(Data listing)
——————

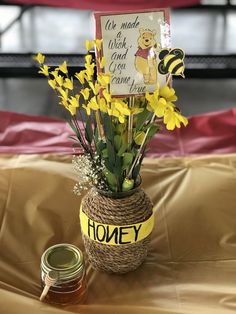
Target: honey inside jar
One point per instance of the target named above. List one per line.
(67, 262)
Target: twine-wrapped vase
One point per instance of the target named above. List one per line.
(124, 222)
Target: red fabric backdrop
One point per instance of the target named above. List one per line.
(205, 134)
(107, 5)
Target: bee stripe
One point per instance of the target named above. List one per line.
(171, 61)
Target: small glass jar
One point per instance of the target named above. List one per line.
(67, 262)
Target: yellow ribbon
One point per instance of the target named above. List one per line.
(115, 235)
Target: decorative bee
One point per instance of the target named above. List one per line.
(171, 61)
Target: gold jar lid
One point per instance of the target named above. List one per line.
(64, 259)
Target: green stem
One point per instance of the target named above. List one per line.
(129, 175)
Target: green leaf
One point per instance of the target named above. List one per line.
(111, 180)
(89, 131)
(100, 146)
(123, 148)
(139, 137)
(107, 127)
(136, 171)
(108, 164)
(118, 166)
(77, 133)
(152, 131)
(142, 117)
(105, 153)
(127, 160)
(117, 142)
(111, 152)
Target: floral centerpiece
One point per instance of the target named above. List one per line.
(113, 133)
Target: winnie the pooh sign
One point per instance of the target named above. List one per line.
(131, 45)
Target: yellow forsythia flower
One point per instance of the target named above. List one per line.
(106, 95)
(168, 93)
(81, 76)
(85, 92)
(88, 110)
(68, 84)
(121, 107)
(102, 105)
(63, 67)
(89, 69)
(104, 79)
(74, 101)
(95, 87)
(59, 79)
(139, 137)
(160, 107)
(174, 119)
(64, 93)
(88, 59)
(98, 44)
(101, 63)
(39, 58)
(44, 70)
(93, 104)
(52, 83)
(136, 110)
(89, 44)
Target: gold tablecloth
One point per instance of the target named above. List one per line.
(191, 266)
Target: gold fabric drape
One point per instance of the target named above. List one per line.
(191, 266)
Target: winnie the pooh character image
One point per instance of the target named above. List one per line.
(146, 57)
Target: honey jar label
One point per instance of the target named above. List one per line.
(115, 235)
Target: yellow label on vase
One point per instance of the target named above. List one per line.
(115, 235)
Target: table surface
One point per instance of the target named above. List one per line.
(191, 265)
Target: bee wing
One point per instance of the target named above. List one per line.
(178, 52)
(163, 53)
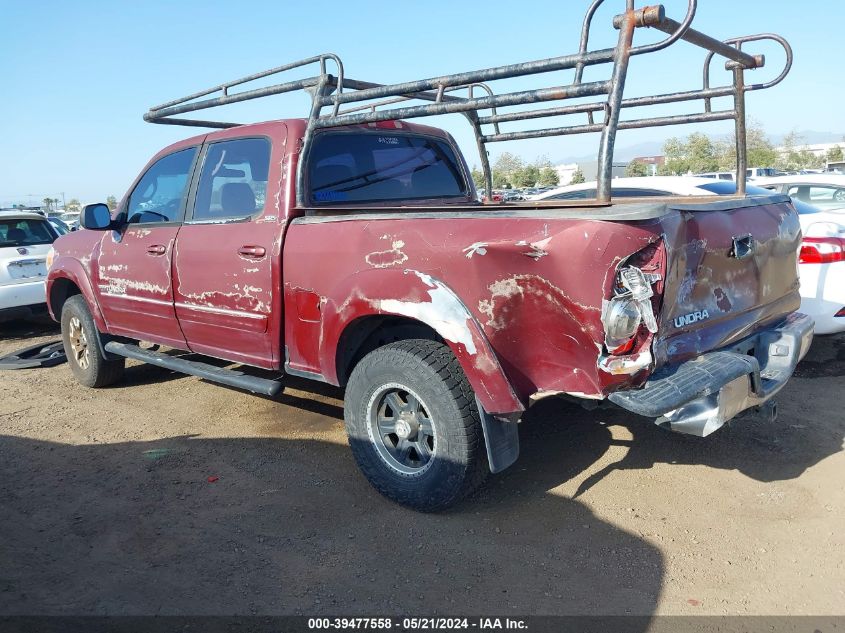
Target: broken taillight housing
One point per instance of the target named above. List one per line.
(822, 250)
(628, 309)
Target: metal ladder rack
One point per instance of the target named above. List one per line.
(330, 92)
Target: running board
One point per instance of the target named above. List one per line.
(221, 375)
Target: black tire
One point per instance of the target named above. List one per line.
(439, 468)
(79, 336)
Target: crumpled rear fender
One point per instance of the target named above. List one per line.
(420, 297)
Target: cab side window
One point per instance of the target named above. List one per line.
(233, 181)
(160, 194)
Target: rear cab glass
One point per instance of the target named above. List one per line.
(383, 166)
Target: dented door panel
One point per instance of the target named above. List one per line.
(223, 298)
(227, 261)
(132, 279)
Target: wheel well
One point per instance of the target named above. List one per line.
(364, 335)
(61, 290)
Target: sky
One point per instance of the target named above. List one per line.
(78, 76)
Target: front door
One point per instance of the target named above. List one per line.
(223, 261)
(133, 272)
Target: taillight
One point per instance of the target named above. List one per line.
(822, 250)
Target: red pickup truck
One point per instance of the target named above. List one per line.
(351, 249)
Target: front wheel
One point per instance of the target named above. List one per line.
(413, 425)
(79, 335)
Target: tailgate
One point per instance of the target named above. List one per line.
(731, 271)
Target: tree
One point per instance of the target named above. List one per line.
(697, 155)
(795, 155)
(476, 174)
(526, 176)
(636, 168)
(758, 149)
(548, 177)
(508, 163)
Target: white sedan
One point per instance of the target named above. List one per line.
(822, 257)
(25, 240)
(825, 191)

——————

What you need to do » Rewrite every line of the data listing above as a Markdown table with the columns "Row" and "Line," numbering the rows and skipping blank lines. Leave the pictures out of the table.

Solution to this task »
| Row | Line |
|---|---|
| 1 | Target: honey inside jar |
| 2 | One point per instance of the target named above. List one per line. |
| 3 | (67, 262) |
| 4 | Target: twine-wrapped vase |
| 5 | One point per instance of the target named above. List one per line. |
| 6 | (124, 222) |
| 7 | Target: red fabric backdrop |
| 8 | One point per instance of the target named above. List one per line. |
| 9 | (205, 134) |
| 10 | (107, 5) |
| 11 | Target: bee stripe |
| 12 | One point per instance of the target named above. List one per line. |
| 13 | (171, 61) |
| 14 | Target: small glass jar |
| 15 | One point per instance of the target named above. List one per line. |
| 16 | (67, 262) |
| 17 | Target: yellow ribbon |
| 18 | One point per instance of the target named above. List one per line. |
| 19 | (115, 235) |
| 20 | Target: decorative bee |
| 21 | One point per instance of the target named above. List one per line. |
| 22 | (171, 61) |
| 23 | Target: gold jar lid |
| 24 | One point per instance of the target named above. List one per line. |
| 25 | (64, 259) |
| 26 | Target: green stem |
| 27 | One point per instance of the target named above. List one per line. |
| 28 | (129, 175) |
| 29 | Target: green leaf |
| 30 | One point per instance of the target named above. List one per line. |
| 31 | (111, 180) |
| 32 | (89, 131) |
| 33 | (100, 146) |
| 34 | (123, 148) |
| 35 | (139, 137) |
| 36 | (107, 127) |
| 37 | (136, 171) |
| 38 | (108, 164) |
| 39 | (118, 166) |
| 40 | (77, 133) |
| 41 | (152, 131) |
| 42 | (142, 117) |
| 43 | (105, 153) |
| 44 | (127, 160) |
| 45 | (117, 142) |
| 46 | (111, 152) |
| 47 | Target: floral centerpiece |
| 48 | One point per instance of the target named above. List one per line. |
| 49 | (113, 133) |
| 50 | Target: winnie the pooh sign |
| 51 | One point per instance of the target named above. List one per line. |
| 52 | (131, 45) |
| 53 | Target: yellow forsythia flower |
| 54 | One point per instance of the target named above. List one per line. |
| 55 | (106, 95) |
| 56 | (168, 93) |
| 57 | (81, 76) |
| 58 | (85, 92) |
| 59 | (88, 110) |
| 60 | (68, 84) |
| 61 | (121, 107) |
| 62 | (102, 105) |
| 63 | (63, 67) |
| 64 | (89, 69) |
| 65 | (104, 79) |
| 66 | (74, 101) |
| 67 | (95, 87) |
| 68 | (59, 79) |
| 69 | (139, 137) |
| 70 | (160, 107) |
| 71 | (174, 119) |
| 72 | (64, 93) |
| 73 | (88, 59) |
| 74 | (98, 44) |
| 75 | (101, 63) |
| 76 | (39, 58) |
| 77 | (44, 70) |
| 78 | (93, 104) |
| 79 | (52, 83) |
| 80 | (136, 110) |
| 81 | (89, 44) |
| 82 | Target: gold tablecloth |
| 83 | One point per instance of the target named above. List one per line. |
| 84 | (191, 266) |
| 85 | Target: gold fabric drape |
| 86 | One point per instance of the target named above. List one per line. |
| 87 | (191, 266) |
| 88 | Target: winnie the pooh character image |
| 89 | One point per instance of the target named above. List one per line. |
| 90 | (146, 57) |
| 91 | Target: honey jar label |
| 92 | One point per instance of the target named above. List one per line. |
| 93 | (115, 235) |
| 94 | Target: yellow label on vase |
| 95 | One point per instance of the target named above. List one per line. |
| 96 | (115, 235) |
| 97 | Target: table surface |
| 98 | One point per instance of the target named above. List one per line. |
| 99 | (191, 265) |
| 100 | Target: bee wing |
| 101 | One point per instance of the target named above. List one per line. |
| 102 | (178, 52) |
| 103 | (163, 53) |
| 104 | Target: broken taillight housing |
| 105 | One point per instance of the target named above. List one per line. |
| 106 | (822, 250) |
| 107 | (628, 309) |
| 108 | Target: metal ladder rack |
| 109 | One point per instance of the target named above. List one per line. |
| 110 | (330, 92) |
| 111 | Target: running board |
| 112 | One point per instance of the target named above. List one per line. |
| 113 | (221, 375) |
| 114 | Target: black tire |
| 115 | One point per instance of the target named above. List one per line. |
| 116 | (439, 468) |
| 117 | (79, 336) |
| 118 | Target: crumpled rear fender |
| 119 | One point per instance of the target named above. List one per line. |
| 120 | (420, 297) |
| 121 | Target: cab side window |
| 122 | One point per instance of the target named above. List one per line. |
| 123 | (233, 181) |
| 124 | (160, 194) |
| 125 | Target: rear cab glass |
| 126 | One point per instance of the target named above. List one per line. |
| 127 | (383, 166) |
| 128 | Target: dented door panel |
| 129 | One point per instance of the target named above. List one per line. |
| 130 | (223, 298) |
| 131 | (227, 261) |
| 132 | (132, 279) |
| 133 | Target: wheel well |
| 134 | One point per instance of the target named above. List one per line. |
| 135 | (364, 335) |
| 136 | (61, 290) |
| 137 | Target: sky |
| 138 | One point per instance of the target named above. List one per line. |
| 139 | (78, 76) |
| 140 | Target: front door |
| 141 | One point per instance of the target named above. List one per line. |
| 142 | (223, 261) |
| 143 | (133, 272) |
| 144 | Target: taillight |
| 145 | One point per instance of the target named above. List one per line. |
| 146 | (822, 250) |
| 147 | Target: red pickup truck |
| 148 | One point per instance of the target named above. List one per line. |
| 149 | (351, 249) |
| 150 | Target: front wheel |
| 151 | One point per instance of the target named above. List one per line. |
| 152 | (413, 425) |
| 153 | (79, 335) |
| 154 | Target: tailgate |
| 155 | One point per instance of the target named above. List one per line. |
| 156 | (731, 271) |
| 157 | Target: tree |
| 158 | One point per instance of the target named above. List one per line. |
| 159 | (697, 155) |
| 160 | (795, 155) |
| 161 | (476, 174) |
| 162 | (526, 176) |
| 163 | (636, 168) |
| 164 | (758, 149) |
| 165 | (548, 177) |
| 166 | (508, 163) |
| 167 | Target: white sedan |
| 168 | One point per instance of the target named above. List one per line. |
| 169 | (822, 257) |
| 170 | (25, 240) |
| 171 | (825, 191) |